TO DO →
Translate this sentence from the text on license and permit bonds into Spanish: "If a business breaks the rules outlined in their licensing or permitting agreement, claims can be filed against the business’s license and permit bond."

License & Permit Bonds
License and permit bonds are a sub-category of commercial bonds, which deal specifically with obtaining licensing and permitting to conduct business. License and permit bonds can be used for a wide range of industries and business models.
Simply put, license and permit bonds guarantee that businesses who are required to have a specific license to conduct business will follow all laws and regulations.
License and permit bonds are designed to protect the general public, by holding businesses accountable to the government agency that supplies its license or permit. These government agencies uphold the federal, state, and local laws and regulations surrounding the specific industry.
If a business breaks the rules outlined in their licensing or permitting agreement, claims can be filed against the business’s license and permit bond.
While thousands of unique license and permit bonds exist, here are some of the most common types of license and permit bonds:
For appraisal management companies, this surety bond requires that they operate according to the law.
For auctioneers, this surety bond may be required by the state prior to being legally licensed.
For auto dealers operating anywhere except Ohio and Vermont, this surety bond will be required before being able to sell vehicles to the general public.
For collection agency owners, this surety bond may be required by the state before the company can be legally licensed to collect outstanding debts.

AVAILABLE DATA →
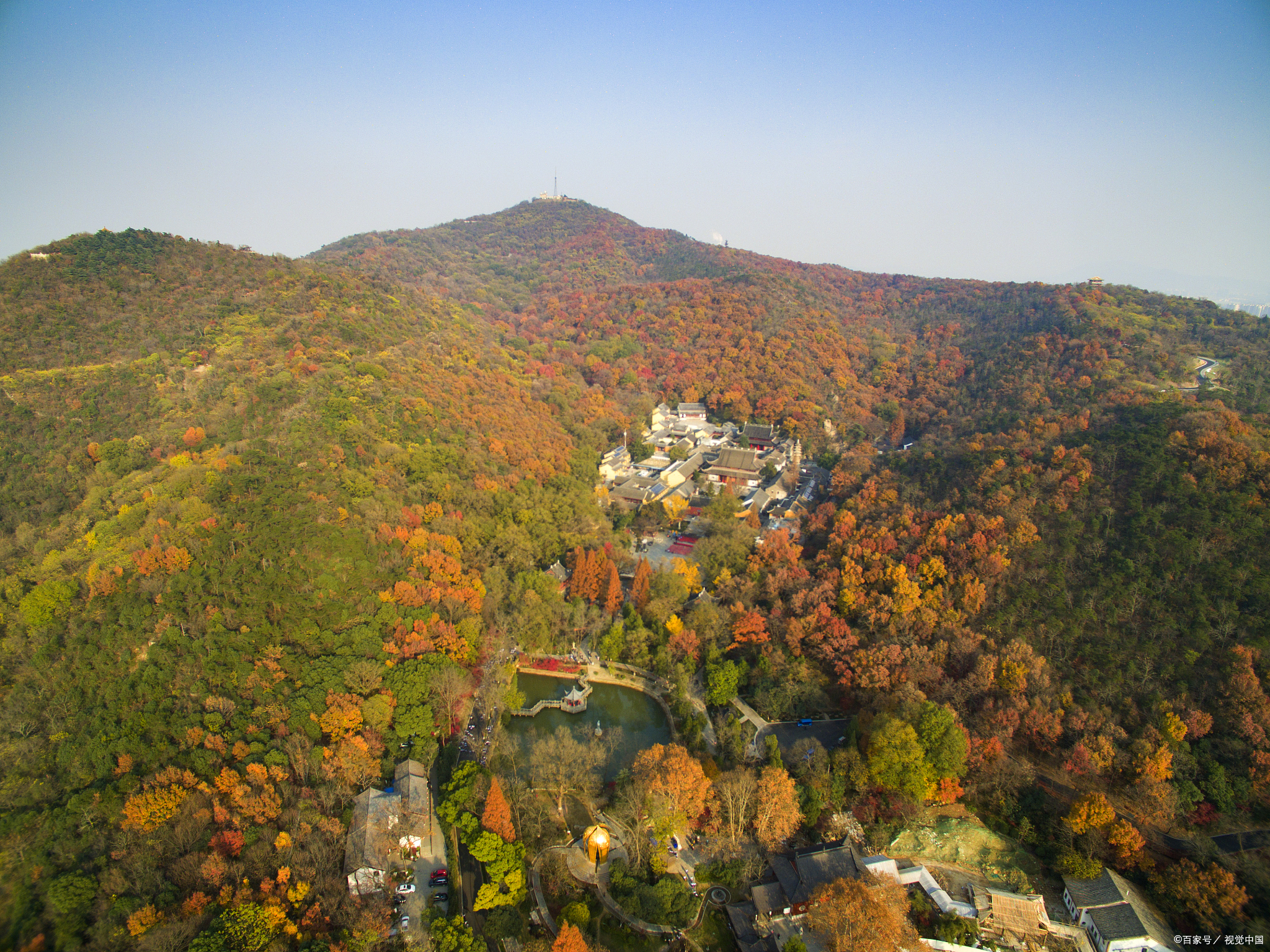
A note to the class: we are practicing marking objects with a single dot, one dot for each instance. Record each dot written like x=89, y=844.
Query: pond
x=642, y=719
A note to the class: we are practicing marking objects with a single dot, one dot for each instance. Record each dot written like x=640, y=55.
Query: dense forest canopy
x=258, y=514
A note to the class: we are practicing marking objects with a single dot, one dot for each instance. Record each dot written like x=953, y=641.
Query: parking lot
x=658, y=549
x=432, y=856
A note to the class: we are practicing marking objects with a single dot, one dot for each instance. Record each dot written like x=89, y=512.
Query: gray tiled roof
x=1118, y=922
x=741, y=917
x=1101, y=891
x=825, y=866
x=786, y=874
x=769, y=898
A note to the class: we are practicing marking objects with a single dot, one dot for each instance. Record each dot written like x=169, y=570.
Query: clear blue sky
x=991, y=140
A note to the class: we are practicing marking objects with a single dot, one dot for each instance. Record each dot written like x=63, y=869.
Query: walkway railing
x=556, y=702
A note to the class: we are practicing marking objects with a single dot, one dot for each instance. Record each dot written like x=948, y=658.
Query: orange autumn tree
x=670, y=771
x=569, y=940
x=437, y=574
x=778, y=812
x=159, y=800
x=497, y=817
x=851, y=915
x=1090, y=812
x=613, y=590
x=642, y=588
x=747, y=628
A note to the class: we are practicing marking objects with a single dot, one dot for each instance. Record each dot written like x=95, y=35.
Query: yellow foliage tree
x=150, y=809
x=1128, y=845
x=675, y=507
x=1090, y=812
x=690, y=573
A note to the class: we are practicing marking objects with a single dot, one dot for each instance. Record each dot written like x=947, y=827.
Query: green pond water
x=642, y=720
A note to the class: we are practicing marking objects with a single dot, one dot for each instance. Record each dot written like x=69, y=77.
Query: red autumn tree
x=578, y=577
x=1209, y=894
x=498, y=815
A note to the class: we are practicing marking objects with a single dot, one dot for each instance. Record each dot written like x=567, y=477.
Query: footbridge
x=573, y=702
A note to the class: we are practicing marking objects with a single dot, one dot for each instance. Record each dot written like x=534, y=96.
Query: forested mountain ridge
x=234, y=485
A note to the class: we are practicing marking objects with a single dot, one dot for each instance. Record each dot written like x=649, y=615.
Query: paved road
x=1204, y=366
x=789, y=732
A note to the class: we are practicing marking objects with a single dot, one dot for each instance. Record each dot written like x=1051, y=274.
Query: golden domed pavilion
x=596, y=842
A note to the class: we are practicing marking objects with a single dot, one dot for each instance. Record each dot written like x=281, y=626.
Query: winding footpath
x=667, y=932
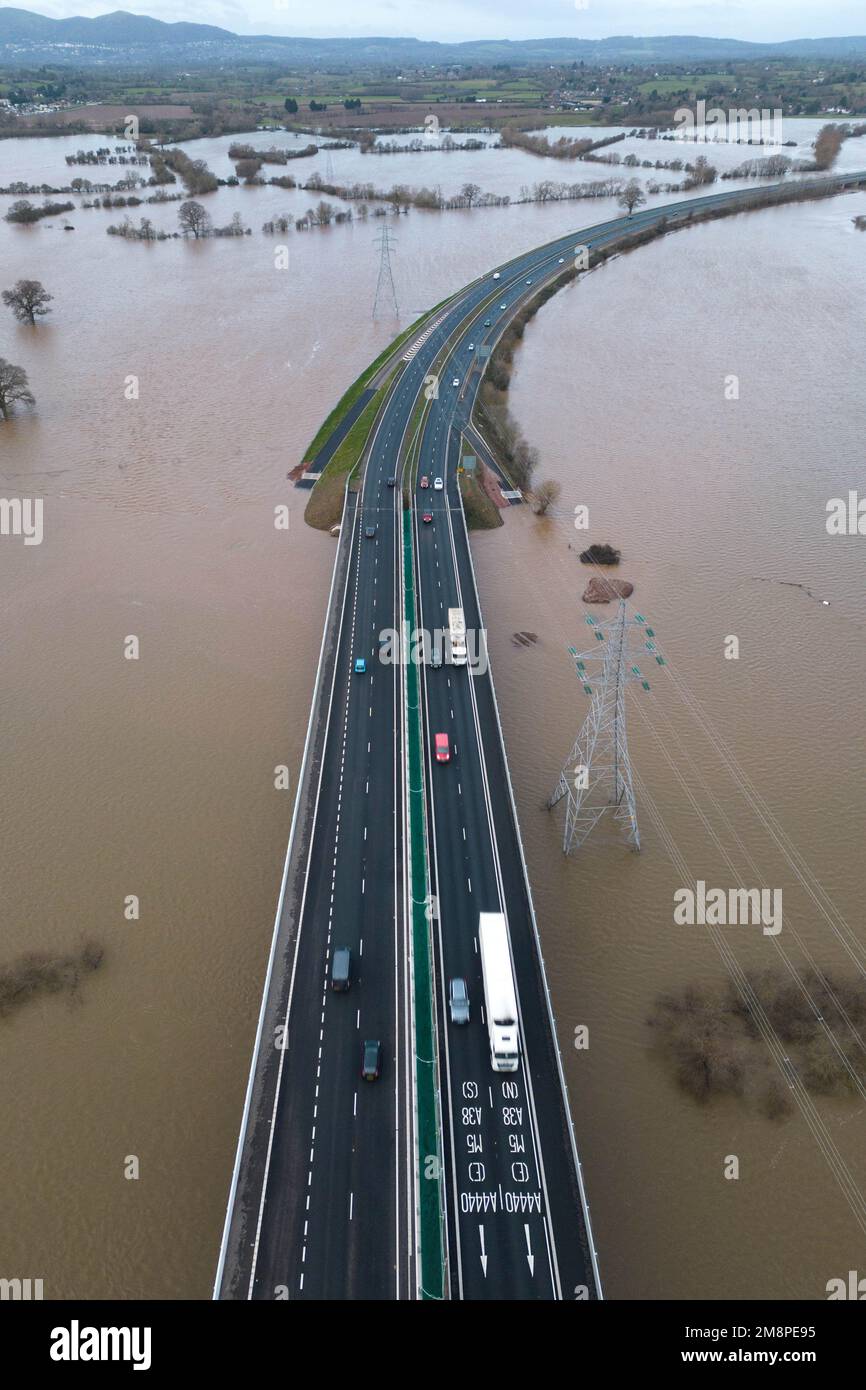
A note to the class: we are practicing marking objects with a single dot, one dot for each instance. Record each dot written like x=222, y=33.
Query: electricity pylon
x=385, y=281
x=597, y=774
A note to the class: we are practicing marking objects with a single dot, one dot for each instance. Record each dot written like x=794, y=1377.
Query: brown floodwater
x=154, y=777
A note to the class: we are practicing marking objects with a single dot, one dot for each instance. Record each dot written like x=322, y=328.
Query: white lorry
x=456, y=627
x=499, y=998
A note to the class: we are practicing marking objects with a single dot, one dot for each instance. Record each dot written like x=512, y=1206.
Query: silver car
x=458, y=998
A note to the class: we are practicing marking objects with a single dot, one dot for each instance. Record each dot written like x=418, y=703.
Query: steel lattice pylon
x=597, y=774
x=385, y=241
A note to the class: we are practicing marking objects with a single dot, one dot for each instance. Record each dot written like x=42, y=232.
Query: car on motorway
x=341, y=969
x=371, y=1059
x=458, y=1001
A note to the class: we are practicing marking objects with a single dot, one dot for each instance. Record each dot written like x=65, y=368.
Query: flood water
x=154, y=777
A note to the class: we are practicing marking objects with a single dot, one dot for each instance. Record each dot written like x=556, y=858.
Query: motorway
x=323, y=1201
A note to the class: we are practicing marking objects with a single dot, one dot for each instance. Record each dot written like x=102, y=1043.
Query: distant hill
x=124, y=38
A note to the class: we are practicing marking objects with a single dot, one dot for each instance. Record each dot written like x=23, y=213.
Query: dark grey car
x=458, y=998
x=341, y=969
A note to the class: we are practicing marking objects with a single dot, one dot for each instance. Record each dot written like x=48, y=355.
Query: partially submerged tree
x=14, y=388
x=28, y=299
x=631, y=196
x=827, y=143
x=193, y=218
x=545, y=495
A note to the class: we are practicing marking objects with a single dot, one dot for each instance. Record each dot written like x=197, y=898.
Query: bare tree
x=193, y=218
x=631, y=196
x=248, y=170
x=13, y=388
x=28, y=299
x=827, y=145
x=545, y=495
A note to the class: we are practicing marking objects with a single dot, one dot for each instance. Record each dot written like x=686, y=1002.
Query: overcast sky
x=453, y=20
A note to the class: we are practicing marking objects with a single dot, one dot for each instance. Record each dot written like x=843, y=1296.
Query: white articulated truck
x=499, y=998
x=456, y=631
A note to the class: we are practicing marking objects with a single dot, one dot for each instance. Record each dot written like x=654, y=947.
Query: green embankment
x=428, y=1148
x=481, y=514
x=325, y=505
x=360, y=384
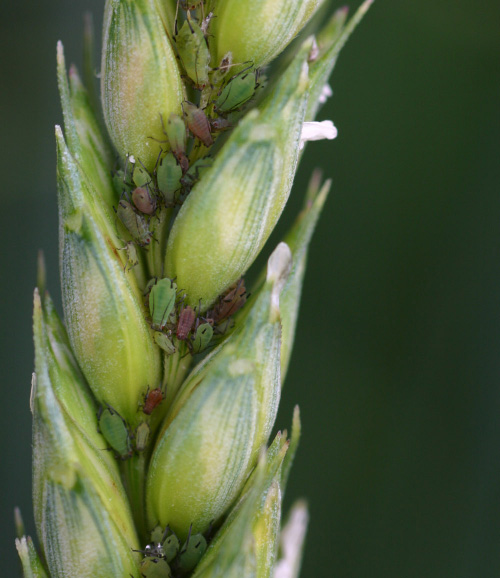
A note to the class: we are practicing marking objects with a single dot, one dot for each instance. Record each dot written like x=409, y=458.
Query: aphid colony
x=165, y=555
x=173, y=325
x=216, y=99
x=176, y=325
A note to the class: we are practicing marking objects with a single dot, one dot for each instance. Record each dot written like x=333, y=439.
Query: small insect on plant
x=239, y=89
x=198, y=123
x=193, y=52
x=141, y=436
x=115, y=431
x=161, y=302
x=152, y=400
x=134, y=222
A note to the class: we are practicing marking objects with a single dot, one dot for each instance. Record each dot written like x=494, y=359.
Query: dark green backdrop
x=396, y=365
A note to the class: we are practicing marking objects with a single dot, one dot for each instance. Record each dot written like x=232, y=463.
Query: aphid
x=134, y=222
x=168, y=176
x=220, y=124
x=152, y=400
x=197, y=123
x=238, y=90
x=191, y=552
x=206, y=22
x=115, y=431
x=194, y=52
x=177, y=138
x=202, y=338
x=185, y=323
x=142, y=436
x=132, y=256
x=144, y=200
x=230, y=303
x=164, y=342
x=161, y=302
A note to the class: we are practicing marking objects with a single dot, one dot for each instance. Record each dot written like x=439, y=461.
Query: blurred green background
x=396, y=365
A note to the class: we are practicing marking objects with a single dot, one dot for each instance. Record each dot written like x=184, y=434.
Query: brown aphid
x=220, y=124
x=182, y=160
x=186, y=321
x=198, y=123
x=152, y=400
x=231, y=302
x=144, y=201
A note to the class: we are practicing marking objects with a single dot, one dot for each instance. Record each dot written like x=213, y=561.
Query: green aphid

YOUR RESPONSE →
Si una empresa infringe las normas establecidas en su acuerdo de licencia o permiso, se pueden presentar reclamaciones contra la fianza de licencia y permiso de la empresa.